• **AIM OF THE EXERCISE**: Could you continue the marijuana legalization comment thread below from its last sentence?

___ EXCERPTED TEXT

In this case, though, and especially with Coffman’s support as a foe of legalization, there appears to be consensus: honoring voters’ wishes with regard to legalizing marijuana is the right thing to do. A poll follows–does the Respect States’ and Citizens’ Rights Act have a shot?

[poll id=”1510″]

10 Community Comments, Facebook Comments

  1. Duke Coxdukeco1 says:

    as my Dad would say…the worm has turned. The rise of edible Cannabis will make the old “pothead” stereotype seem quaint in a very few years. I voted yes.

    States who want to be bastions of moral authority will attract those who still believe marijuana is “wrong”, somehow. Other states will get on board with the new Cannabis industry and 10 years from now the majority of states will be allowing possession and regulated sales.


  2. Wefarraws says:

    “The bill is known as the Respect States’ and Citizens’ Rights Act.”

    Methinks it is a sad day in hell when our citizens have to introduce a bill to grant what I thought we were already guaranteed.

    What has happened to our ‘free’ country?

    George Washington, Benjamin Franklin, Thomas Jefferson, Patrick Henry…they would all disown our cowardly, miserable, whining asses.

    Have we really come to this?

    I spent 5 years in Federal Prison for a marijuana offense.  I wrote about the escapades that led to my imprisonment…my book:

    Shoulda Robbed a Bank

    I would be honored by your review.

  3. thiokuutoo says:

    Spread the word that Obama is against it and all those screwy Republicans will vote for it.

  4. allyncooper says:

    Romney and other Republicans say that Medicade should be essentially a block grant program and each state figuring out how they wanted to administer it. Romney also defended his Mass. health care plan and dissed Obamacare because he said each state should develop their own plans instead of a federal plan.

    Republican dogma is and has been for a long time that each state is better suited to determine policy on an issue or how a program is administered rather than dictates from the federal government.

    Remember the national 55 mph speed limit? Done away with largely due to Republicans saying the individual states should set their own speed limits.

______
___ LISTED ENTRIES

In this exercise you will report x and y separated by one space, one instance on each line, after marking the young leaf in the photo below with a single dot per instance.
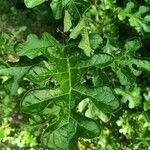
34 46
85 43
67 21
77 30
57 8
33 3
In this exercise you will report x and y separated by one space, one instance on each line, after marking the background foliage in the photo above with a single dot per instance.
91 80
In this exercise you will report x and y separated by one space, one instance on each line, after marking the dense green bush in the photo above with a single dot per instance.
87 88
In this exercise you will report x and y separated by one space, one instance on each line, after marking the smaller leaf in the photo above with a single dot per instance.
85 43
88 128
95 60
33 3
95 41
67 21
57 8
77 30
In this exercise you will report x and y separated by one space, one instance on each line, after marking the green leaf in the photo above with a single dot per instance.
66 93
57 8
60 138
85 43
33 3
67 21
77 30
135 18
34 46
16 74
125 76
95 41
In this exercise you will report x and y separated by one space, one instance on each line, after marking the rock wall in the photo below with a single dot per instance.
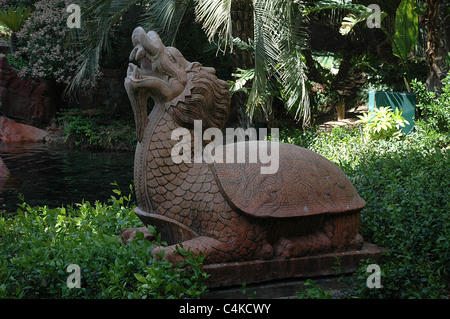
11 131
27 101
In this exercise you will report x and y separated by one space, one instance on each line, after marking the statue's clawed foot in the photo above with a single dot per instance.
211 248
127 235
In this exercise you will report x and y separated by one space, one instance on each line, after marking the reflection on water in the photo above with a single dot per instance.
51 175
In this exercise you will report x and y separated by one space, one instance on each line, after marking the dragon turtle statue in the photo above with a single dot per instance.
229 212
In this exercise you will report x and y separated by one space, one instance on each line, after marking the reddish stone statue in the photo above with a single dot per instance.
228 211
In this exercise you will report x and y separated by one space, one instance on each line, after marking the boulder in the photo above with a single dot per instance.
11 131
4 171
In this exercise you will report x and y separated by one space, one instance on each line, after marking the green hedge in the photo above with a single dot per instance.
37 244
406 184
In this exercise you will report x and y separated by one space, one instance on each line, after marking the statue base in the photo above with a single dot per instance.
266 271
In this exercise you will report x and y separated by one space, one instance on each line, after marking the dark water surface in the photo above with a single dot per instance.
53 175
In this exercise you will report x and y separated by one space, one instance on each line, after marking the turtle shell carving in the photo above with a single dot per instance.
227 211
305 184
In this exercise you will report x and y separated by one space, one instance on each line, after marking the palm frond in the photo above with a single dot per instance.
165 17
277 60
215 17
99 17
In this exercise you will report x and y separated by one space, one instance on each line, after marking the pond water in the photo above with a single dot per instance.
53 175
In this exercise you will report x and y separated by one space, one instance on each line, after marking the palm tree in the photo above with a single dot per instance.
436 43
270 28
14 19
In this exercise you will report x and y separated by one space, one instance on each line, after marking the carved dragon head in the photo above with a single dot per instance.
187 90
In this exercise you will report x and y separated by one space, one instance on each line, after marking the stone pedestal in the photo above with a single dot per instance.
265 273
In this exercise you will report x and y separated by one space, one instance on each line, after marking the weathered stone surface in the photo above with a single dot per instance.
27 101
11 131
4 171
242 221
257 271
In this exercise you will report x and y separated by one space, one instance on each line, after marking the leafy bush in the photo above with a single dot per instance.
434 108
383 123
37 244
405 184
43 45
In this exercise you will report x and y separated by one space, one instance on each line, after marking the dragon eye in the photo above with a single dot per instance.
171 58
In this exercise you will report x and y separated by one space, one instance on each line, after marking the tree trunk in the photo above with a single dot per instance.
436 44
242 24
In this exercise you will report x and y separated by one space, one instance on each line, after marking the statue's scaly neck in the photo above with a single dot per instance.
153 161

______
___ LISTED ENTRIES

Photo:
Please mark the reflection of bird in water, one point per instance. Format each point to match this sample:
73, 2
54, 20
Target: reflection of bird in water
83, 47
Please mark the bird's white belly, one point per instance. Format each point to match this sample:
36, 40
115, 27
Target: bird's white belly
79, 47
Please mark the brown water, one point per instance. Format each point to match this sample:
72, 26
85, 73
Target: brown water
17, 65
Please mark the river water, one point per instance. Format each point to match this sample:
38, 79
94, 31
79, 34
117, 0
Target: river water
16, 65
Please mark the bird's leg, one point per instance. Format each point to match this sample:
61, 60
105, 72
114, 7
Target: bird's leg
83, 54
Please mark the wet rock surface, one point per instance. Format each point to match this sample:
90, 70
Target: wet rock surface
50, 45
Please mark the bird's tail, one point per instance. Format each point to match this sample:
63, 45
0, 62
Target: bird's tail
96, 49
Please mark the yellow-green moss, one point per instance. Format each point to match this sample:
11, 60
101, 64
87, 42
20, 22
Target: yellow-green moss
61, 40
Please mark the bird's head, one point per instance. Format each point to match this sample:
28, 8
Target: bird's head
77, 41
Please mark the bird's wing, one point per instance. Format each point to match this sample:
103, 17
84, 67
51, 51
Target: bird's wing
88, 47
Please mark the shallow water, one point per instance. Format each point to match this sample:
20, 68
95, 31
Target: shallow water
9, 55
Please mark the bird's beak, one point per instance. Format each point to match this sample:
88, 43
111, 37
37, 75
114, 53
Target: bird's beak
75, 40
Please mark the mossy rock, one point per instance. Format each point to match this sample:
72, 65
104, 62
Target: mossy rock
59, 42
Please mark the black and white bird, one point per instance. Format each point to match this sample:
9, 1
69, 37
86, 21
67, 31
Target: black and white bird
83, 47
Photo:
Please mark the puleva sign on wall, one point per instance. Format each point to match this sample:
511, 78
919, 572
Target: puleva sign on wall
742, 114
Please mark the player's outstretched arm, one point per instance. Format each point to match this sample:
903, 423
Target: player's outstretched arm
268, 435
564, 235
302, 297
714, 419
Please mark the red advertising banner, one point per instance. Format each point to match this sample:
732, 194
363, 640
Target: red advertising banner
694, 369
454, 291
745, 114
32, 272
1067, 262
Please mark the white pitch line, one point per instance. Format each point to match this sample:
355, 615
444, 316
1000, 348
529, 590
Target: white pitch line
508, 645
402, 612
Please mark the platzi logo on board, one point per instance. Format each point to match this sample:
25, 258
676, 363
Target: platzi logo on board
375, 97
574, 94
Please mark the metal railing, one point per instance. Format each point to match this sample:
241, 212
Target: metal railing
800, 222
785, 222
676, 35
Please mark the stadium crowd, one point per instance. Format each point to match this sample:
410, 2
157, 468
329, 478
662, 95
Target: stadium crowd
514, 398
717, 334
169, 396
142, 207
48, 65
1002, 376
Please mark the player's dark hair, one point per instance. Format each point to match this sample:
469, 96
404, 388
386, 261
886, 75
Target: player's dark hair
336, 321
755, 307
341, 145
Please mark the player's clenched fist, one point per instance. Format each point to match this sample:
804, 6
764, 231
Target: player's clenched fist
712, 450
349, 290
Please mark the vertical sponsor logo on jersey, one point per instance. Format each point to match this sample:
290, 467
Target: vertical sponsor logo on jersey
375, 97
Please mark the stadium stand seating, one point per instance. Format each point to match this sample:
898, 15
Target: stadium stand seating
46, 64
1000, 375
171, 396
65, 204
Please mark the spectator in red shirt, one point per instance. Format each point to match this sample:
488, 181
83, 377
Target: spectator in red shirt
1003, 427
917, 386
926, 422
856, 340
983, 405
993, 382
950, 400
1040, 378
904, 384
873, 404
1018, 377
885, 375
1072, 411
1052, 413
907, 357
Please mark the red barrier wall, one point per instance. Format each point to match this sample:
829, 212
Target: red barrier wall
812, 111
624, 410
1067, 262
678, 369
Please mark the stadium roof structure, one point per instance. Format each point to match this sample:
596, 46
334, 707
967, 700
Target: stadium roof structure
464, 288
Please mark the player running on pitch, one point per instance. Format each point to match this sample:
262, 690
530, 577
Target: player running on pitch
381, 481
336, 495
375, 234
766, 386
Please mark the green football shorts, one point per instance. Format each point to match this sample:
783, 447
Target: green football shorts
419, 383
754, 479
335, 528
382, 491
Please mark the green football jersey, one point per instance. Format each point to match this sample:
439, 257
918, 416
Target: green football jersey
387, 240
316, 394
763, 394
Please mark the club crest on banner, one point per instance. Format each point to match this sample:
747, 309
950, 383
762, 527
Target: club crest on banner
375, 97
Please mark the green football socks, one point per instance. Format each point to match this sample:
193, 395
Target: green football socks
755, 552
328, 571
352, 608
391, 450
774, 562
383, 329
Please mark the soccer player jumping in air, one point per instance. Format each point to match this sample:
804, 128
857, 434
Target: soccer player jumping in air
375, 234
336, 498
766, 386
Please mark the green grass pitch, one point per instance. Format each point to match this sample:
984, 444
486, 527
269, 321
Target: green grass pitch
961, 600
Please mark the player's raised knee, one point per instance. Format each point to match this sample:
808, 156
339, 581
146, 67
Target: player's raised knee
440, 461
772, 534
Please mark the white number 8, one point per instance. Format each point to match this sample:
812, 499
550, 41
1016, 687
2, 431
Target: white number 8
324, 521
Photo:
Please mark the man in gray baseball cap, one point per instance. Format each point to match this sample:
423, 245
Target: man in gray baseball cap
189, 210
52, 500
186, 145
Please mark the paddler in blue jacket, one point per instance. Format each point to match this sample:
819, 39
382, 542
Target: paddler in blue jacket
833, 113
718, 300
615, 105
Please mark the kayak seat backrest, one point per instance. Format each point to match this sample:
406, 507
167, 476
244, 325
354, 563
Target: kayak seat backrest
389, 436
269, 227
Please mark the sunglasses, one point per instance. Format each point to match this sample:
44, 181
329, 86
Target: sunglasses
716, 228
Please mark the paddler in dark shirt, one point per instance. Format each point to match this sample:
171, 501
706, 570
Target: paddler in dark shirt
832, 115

______

• **RESULT OF THIS EXERCISE**:
    Seems to me Republicans should be lining up in droves to support the Respect States’ and Citizens’ Rights Act. Kudos to Coffman for doing so and practicing what his party preaches.  

  5. Meiner49erMeiner49er says:

    Agree with FTL that the name’s all wrong.  Heck, how are you supposed to pronounce RSCRA. Sounds like Scooby Doo saying “risky” before asking for a Scooby snack.

    Why not something clever like Welcoming Exemptions Excluding Dope…

    Just Saying…surely DeGette has some staffers who could light up, pull an all-nighter, and come up with a catchier title sure to score a “hit” on the Hill.  

  6. While I think with the billing of the issue as a state vs. federal power, that alone could give many congressmen the shelter they need to defend their vote.  However, it is deader than a skunk on I-70 once it gets to the Senate.  The 60 votes that it will take just isn’t possible.  There are just too many red state Democrats that are up in any given cycle to make this a reality.  In short, only with filibuster reform is there a chance… and I think filibuster reform is a shortsighted solution that doesn’t take into account what happens when you no longer are in the majority.  

  7. CaninesCanines says:

    Final election results released yesterday from Colorado Springs and environs: Amendment 64 won in El Paso County by exactly 10 votes (it had been previously reported that No on 64 had been the victor). Same county: Romney 58%, Obama 38%, more or less.